-------- Data entries --------

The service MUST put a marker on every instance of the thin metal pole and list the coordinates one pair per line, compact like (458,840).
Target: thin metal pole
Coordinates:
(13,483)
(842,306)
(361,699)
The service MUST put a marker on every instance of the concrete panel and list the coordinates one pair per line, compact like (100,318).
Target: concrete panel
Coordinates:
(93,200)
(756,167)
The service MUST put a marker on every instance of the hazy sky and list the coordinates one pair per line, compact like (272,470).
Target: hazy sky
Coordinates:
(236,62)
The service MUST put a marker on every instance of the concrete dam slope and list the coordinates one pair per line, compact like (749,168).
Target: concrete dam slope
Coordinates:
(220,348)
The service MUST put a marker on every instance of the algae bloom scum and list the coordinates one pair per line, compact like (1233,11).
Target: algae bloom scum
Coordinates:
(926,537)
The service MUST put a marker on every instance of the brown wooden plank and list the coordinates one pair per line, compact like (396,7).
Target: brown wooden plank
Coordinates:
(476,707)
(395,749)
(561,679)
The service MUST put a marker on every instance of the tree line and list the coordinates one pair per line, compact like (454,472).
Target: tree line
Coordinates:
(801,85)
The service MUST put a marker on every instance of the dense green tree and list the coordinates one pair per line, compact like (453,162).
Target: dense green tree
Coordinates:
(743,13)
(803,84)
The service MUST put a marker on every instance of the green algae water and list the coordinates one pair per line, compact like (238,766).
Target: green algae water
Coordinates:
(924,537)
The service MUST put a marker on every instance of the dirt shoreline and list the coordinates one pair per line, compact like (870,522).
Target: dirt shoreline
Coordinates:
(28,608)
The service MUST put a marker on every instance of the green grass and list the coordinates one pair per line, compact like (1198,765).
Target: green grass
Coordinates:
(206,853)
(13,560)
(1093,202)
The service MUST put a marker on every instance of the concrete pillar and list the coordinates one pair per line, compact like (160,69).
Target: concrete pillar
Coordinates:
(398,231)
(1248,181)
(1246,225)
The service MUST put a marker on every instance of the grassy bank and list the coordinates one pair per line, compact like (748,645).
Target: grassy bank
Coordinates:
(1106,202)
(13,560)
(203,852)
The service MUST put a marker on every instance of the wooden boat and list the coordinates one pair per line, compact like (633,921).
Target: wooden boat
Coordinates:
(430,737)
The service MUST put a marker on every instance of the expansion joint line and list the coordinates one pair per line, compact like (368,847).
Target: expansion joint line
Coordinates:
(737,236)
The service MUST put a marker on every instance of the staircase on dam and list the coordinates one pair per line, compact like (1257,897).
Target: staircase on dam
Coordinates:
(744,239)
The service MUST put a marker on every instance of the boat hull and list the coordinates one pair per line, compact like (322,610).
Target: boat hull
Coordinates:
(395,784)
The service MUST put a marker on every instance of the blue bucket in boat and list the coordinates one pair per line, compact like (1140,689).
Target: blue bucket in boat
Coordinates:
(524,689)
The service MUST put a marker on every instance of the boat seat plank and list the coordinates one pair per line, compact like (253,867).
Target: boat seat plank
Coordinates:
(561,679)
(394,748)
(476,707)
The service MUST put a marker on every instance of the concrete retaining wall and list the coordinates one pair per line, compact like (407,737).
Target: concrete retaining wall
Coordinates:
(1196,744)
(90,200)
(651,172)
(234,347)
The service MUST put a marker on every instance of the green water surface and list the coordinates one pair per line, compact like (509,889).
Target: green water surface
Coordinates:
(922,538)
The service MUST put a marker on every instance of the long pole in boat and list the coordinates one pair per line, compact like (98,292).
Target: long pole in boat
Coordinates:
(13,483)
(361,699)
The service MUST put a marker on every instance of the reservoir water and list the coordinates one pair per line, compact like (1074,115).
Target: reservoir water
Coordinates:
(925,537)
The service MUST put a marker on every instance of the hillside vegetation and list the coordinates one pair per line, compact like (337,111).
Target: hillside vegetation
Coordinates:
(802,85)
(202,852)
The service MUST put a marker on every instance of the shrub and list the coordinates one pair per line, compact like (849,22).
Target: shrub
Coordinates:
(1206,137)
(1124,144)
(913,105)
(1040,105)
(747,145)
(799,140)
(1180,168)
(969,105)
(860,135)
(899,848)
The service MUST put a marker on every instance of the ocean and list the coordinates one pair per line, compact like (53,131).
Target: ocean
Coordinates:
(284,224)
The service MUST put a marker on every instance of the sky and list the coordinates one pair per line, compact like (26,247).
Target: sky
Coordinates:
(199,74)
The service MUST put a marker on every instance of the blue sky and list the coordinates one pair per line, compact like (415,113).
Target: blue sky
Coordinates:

--------

**The request:** Set down all of the records shown above once more, exactly.

**Full output:**
The service MUST put a marker on every instance of the thin metal pole and list the coordinates one pair per line, compact like (458,840).
Target: thin metal pole
Coordinates:
(13,483)
(842,306)
(361,699)
The service MUST put a marker on every instance of the concrete panel and list the coordinates one pair per line, compact like (100,318).
Target: concrete panel
Coordinates:
(93,200)
(756,167)
The service MUST put a marker on every instance of the hazy sky and list the coordinates one pair per line, compact like (272,470).
Target: hazy sky
Coordinates:
(236,62)
The service MUST put a marker on every instance of the concrete dam slope and list the coordinates one pair per line, compact like (749,168).
Target: concrete dam slope
Coordinates:
(220,348)
The service MUST put a marker on every instance of the algae bloom scum and list the coordinates one pair per line, compact like (1233,11).
Target: algae bloom scum
Coordinates:
(926,537)
The service MUST put a marker on every instance of the brown wooden plank and list the coordinates one pair per line, compact like (396,7).
Target: brown wooden plank
Coordinates:
(476,707)
(395,749)
(561,679)
The service MUST put a marker on every instance of the tree line and list the coordinates one pair per line, compact like (454,472).
Target: tree line
Coordinates:
(801,85)
The service MUST put a marker on every instance of the dense green tree and list the coordinates one pair per line, compact like (453,162).
Target: dense green tree
Coordinates:
(743,13)
(803,84)
The service MUST put a marker on every instance of the green algae water and list the coordinates one pair per line, compact like (238,766).
Target: green algae water
Coordinates:
(924,537)
The service MUST put a marker on every instance of the dirt shoreline and list the coordinates one pair per line, compact like (870,522).
Target: dirt shoreline
Coordinates:
(28,608)
The service MUST put a marker on every instance of the green grass and list the coordinates one pair per line, compact like (1198,765).
Target: green grass
Coordinates:
(206,853)
(13,560)
(1093,202)
The service MUST put a marker on every instance of the concrete pillar and list the coordinates one pair per line, compact like (160,69).
Target: concrete pillar
Coordinates:
(398,231)
(1248,181)
(1246,225)
The service MUST put a marker on every instance of the grassy bank and list the coordinates one pair per line, compact like (748,645).
Target: grassy bank
Coordinates:
(1106,202)
(13,560)
(203,852)
The service MUST put a marker on every instance of the wooden boat and list the coordinates one pair per line, compact like (633,921).
Target: wooden boat
Coordinates:
(430,737)
The service MUST put a marker on every instance of the expansion joint line and list the coordinates one pair per line, compact like (368,847).
Target: expansion joint line
Coordinates:
(737,236)
The service MUST put a marker on every instance of the staircase on dam and list the coordinates one pair per line, compact like (1257,897).
Target: staircase on dam
Coordinates:
(744,239)
The service MUST put a marker on every instance of the boat hull and list the coordinates one pair per line, compact like (322,610).
Target: boat hull
Coordinates:
(395,784)
The service MUST put a marker on every instance of the blue bucket in boat and list the coordinates one pair per line, compact like (1140,689).
Target: blue bucket in boat
Coordinates:
(524,689)
The service MUST put a marker on every instance of the boat seat plank and list the coordinates one pair per line, compact like (253,867).
Target: boat seat plank
Coordinates:
(561,679)
(394,748)
(476,707)
The service MUST put a marker on every instance of the concrete retaining wall and list the coordinates one pair per line, compact like (407,737).
Target: concrete retaining wall
Coordinates:
(1196,744)
(90,200)
(651,172)
(234,347)
The service MUST put a marker on every instance of the green water surface and list the coordinates one pair per line, compact like (509,889).
Target: green water surface
Coordinates:
(922,538)
The service MUST put a marker on every instance of the long pole in boat and list the coordinates one pair per line, compact like (98,292).
Target: long pole in boat
Coordinates:
(13,483)
(361,699)
The service MUST put a marker on every instance of the reservoir water and list the coordinates one pair per line, compact like (1074,115).
Target: reservoir water
Coordinates:
(925,537)
The service MUST put a marker on every instance of the hillside vegetation and list the coordinates one pair per line, compact like (337,111).
Target: hillside vegetation
Coordinates:
(802,85)
(202,852)
The service MUST put a marker on every instance of the shrub and list the coordinates one pair per line, compact like (849,22).
Target: shrub
Coordinates:
(1206,137)
(1124,144)
(913,105)
(1040,105)
(747,145)
(799,140)
(1180,168)
(969,105)
(860,135)
(899,848)
The service MUST put a marker on every instance of the ocean and list the coordinates one pair per line, compact like (53,131).
Target: ocean
Coordinates:
(284,224)
The service MUST put a marker on every instance of the sky and list the coordinates one pair per line, compact like (26,247).
Target: sky
Coordinates:
(199,74)
The service MUST put a marker on every instance of the blue sky and list the coordinates one pair per line, compact like (415,113).
Target: blue sky
Coordinates:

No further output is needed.